WHAT TO PRODUCE: Which lines of the rows below contain the string "windshield"? Report each of those lines in full.

· · · · · · ·

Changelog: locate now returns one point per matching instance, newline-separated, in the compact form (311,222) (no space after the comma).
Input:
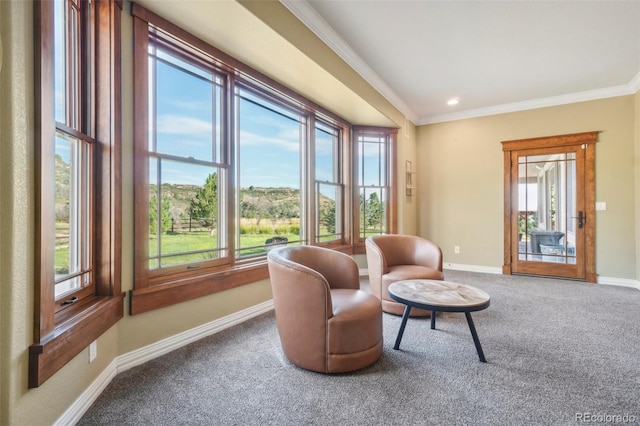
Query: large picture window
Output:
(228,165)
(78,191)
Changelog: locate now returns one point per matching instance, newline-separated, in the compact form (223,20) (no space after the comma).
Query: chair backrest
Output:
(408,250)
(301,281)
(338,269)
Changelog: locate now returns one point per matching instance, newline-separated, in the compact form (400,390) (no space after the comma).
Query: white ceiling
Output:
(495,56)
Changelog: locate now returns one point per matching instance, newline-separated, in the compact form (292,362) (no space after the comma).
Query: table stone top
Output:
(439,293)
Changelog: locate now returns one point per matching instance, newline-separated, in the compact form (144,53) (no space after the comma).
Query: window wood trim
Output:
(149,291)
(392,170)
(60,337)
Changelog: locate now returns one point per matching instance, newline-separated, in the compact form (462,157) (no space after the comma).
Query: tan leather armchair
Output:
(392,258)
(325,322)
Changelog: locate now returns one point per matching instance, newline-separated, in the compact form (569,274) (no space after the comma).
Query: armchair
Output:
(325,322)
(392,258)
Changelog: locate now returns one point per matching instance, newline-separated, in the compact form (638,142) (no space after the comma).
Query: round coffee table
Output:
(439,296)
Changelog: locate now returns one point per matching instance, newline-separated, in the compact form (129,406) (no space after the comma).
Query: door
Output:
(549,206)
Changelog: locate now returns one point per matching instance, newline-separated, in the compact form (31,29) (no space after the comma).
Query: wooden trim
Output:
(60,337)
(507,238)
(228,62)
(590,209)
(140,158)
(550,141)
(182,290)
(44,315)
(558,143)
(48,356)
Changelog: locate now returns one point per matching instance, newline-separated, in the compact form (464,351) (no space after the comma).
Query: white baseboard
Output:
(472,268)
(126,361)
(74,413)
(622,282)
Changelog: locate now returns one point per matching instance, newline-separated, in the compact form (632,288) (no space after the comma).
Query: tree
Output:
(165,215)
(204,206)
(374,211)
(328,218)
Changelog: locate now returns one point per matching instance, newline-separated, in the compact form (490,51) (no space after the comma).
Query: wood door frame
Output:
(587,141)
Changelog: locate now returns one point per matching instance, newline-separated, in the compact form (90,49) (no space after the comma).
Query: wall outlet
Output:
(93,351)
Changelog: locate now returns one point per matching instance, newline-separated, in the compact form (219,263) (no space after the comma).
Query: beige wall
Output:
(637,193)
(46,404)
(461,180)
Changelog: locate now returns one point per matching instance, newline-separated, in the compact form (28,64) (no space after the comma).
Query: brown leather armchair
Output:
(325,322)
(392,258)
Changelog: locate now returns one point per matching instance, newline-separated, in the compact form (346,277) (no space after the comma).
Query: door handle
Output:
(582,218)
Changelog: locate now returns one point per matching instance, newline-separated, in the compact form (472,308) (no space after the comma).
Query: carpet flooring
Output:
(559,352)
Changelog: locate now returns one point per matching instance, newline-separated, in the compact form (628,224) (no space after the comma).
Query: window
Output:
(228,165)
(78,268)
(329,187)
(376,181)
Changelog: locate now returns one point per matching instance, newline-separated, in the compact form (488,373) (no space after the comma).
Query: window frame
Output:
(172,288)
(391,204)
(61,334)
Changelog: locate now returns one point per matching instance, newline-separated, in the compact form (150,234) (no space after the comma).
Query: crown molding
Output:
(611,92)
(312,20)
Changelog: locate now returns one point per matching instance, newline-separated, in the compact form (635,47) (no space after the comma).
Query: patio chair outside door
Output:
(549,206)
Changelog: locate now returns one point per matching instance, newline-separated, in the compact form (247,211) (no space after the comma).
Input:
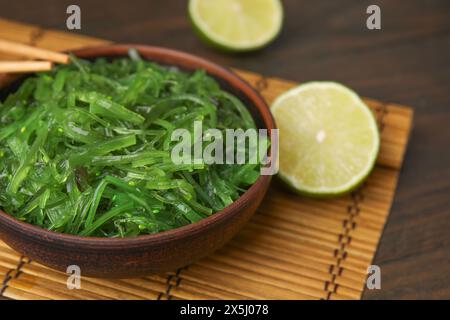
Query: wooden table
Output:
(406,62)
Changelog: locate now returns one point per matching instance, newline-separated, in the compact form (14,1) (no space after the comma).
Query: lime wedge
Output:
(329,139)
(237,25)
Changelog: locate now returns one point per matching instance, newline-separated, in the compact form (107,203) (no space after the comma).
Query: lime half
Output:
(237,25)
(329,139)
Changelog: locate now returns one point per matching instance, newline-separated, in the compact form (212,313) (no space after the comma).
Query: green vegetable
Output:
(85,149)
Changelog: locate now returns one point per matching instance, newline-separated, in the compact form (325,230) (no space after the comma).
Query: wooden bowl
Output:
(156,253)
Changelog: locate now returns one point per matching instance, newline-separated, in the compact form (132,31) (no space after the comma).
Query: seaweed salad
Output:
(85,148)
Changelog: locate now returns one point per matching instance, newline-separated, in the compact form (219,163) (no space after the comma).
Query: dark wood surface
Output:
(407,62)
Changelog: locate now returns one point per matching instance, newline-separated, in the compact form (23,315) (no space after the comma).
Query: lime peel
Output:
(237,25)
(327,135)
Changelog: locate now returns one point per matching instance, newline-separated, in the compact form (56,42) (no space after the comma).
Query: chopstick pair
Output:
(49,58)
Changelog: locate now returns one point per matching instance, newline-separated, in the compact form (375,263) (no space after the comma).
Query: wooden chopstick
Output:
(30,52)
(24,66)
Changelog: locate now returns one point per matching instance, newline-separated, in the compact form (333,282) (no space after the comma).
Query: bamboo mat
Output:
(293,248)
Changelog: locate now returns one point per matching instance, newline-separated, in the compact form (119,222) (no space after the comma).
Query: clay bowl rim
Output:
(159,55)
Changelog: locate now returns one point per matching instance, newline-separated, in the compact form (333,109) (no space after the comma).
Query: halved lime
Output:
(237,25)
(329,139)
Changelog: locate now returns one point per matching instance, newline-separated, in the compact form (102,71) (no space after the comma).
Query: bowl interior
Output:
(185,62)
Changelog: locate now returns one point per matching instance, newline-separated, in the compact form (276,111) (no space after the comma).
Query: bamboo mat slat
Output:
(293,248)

· · · · · · ·

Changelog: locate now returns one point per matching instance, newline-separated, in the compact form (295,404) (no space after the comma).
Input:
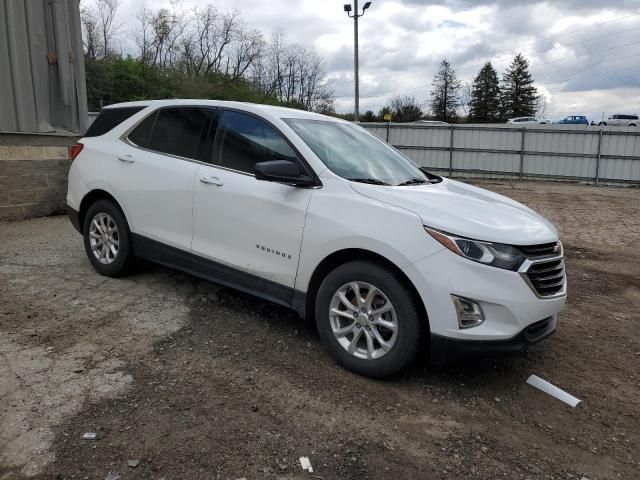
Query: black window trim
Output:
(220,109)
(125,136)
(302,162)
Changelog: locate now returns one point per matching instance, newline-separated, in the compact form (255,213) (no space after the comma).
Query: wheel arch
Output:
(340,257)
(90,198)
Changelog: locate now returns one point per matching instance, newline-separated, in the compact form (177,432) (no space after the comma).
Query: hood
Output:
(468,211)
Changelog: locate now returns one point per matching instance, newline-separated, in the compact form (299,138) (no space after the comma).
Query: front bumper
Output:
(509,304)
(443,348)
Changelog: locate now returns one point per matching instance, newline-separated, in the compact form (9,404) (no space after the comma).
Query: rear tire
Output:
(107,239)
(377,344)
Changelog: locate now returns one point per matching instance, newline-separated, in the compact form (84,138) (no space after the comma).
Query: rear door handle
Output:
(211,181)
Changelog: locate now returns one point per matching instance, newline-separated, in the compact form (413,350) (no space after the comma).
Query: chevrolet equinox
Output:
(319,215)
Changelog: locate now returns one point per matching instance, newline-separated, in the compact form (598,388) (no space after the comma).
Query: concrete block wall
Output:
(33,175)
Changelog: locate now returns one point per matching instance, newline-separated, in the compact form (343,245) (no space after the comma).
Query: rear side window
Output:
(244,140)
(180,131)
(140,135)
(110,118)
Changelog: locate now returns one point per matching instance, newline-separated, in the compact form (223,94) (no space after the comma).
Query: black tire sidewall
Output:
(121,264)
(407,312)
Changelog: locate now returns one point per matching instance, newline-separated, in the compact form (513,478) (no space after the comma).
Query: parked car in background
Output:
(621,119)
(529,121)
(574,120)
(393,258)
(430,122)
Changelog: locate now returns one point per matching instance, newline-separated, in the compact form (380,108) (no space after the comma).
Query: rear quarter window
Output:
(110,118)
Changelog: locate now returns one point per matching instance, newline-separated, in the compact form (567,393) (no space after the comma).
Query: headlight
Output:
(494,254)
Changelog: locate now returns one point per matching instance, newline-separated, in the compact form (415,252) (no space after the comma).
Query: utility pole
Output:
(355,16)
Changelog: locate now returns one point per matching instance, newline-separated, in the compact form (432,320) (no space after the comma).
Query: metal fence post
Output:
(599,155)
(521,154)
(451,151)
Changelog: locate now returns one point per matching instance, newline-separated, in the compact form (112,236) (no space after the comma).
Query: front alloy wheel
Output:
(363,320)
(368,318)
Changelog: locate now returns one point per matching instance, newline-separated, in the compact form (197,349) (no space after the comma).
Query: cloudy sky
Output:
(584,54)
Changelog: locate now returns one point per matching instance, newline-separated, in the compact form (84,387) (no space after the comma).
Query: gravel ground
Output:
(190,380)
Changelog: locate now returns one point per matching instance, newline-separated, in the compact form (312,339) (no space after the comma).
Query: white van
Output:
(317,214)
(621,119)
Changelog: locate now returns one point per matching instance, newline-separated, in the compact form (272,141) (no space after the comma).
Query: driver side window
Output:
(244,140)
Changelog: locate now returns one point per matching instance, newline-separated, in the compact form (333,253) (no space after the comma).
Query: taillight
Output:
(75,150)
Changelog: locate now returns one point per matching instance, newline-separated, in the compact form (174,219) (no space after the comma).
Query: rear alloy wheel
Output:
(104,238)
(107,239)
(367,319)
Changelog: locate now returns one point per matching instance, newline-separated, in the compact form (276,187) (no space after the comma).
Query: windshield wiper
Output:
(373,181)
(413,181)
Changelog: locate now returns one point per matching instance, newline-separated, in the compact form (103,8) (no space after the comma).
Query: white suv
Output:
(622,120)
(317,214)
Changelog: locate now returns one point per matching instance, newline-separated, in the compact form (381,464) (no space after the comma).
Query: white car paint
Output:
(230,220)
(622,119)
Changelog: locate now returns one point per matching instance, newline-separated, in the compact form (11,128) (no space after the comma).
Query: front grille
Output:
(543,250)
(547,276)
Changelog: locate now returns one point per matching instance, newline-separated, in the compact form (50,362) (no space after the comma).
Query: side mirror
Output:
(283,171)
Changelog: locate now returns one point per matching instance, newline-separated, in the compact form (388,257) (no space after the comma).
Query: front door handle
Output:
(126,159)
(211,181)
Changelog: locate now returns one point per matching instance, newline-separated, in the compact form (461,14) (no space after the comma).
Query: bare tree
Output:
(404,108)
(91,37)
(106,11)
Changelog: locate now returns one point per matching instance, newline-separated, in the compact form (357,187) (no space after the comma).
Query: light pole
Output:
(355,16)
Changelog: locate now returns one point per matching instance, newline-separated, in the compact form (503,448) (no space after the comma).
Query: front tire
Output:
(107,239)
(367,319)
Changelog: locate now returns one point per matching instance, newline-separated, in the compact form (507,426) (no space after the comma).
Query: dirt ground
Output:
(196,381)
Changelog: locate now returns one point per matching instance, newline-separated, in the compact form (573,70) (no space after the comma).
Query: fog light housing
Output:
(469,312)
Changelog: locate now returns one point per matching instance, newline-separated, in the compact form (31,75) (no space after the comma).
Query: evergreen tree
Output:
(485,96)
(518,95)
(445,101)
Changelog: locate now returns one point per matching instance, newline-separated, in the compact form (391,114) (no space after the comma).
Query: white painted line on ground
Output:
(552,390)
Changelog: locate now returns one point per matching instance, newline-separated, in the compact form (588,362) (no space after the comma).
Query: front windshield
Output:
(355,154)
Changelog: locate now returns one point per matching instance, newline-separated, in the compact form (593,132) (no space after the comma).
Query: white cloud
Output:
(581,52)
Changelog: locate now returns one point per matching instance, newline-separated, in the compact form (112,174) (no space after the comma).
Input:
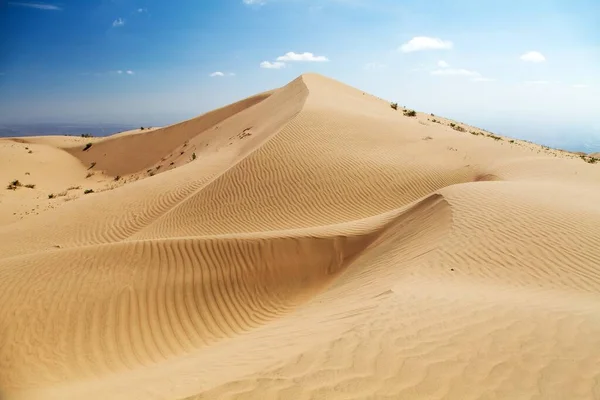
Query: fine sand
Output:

· · · · · · ·

FULL ANSWER:
Query: windshield wiper
Query: front windshield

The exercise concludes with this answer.